▶ **TEXTE À LIRE**:
Le Togo veut en finir avec l'impunité des pirates et tient à le faire savoir en les condamnant à des peines exemplaires. Le tout premier procès de ces criminels vient de se tenir dans le pays. Les chefs d'inculpations retenus ont été puisés dans les nouvelles dispositions du code pénal, datant de 2015, lesquelles répriment la piraterie.
À la barre, lundi 5 juillet 2021, à la cour d’appel de Lomé, neuf accusés: six Nigérians et trois Togolais. Ils ont été jugés et condamnés à de lourdes peines d’emprisonnement pour «piraterie maritime, violence volontaire, tentatives de vol et groupement de malfaiteurs».
Le cerveau du groupe, un certain Peter Paul, de nationalité nigériane, a ainsi été condamné à quinze ans de réclusion criminelle et au versement de 50 millions de francs CFA (environ 76.336 euros) au titre de dommages et intérêts à l’État togolais. Les huit autres accusés présents à la barre, ont écopés de douze ans de prison ainsi qu’au versement de 25 millions FCFA (environ 38.168 euros) à l'État.
Un dixième accusé, de nationalité ghanéenne a été condamné par contumace à 20 ans de réclusion criminelle et à payer 50 millions FCFA (environ 76.336 euros) de dommages et intérêts au Togo. Un mandat d’arrêt international a également été émis contre lui.

▶ **DONNÉES**:
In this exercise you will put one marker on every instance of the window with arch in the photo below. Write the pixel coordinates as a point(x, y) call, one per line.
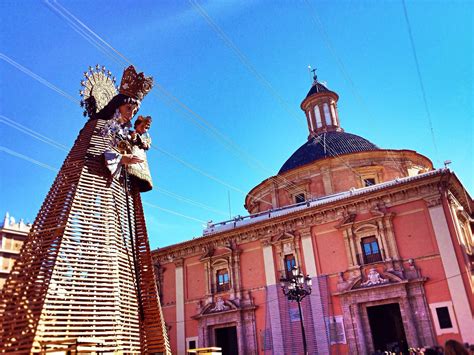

▶ **ÉNONCÉ A**: D'après le texte sur le procès des pirates au Togo, à quelle peine Peter Paul a-t-il été condamné ?
▶ **ÉNONCÉ B**: Dans le texte sur le procès des pirates au Togo, recopiez le passage allant de « Un dixième accusé, de » à « émis contre lui. » en substituant « défaut » à « contumace ».
Les données qui précèdent forment un ensemble indépendant du texte.

▶ **CORRIGÉ A**: Il a été condamné à quinze ans de réclusion criminelle et au versement de 50 millions de francs CFA de dommages et intérêts à l'État togolais.

▶ **CORRIGÉ B**:
Un dixième accusé, de nationalité ghanéenne a été condamné par défaut à 20 ans de réclusion criminelle et à payer 50 millions FCFA (environ 76.336 euros) de dommages et intérêts au Togo. Un mandat d’arrêt international a également été émis contre lui.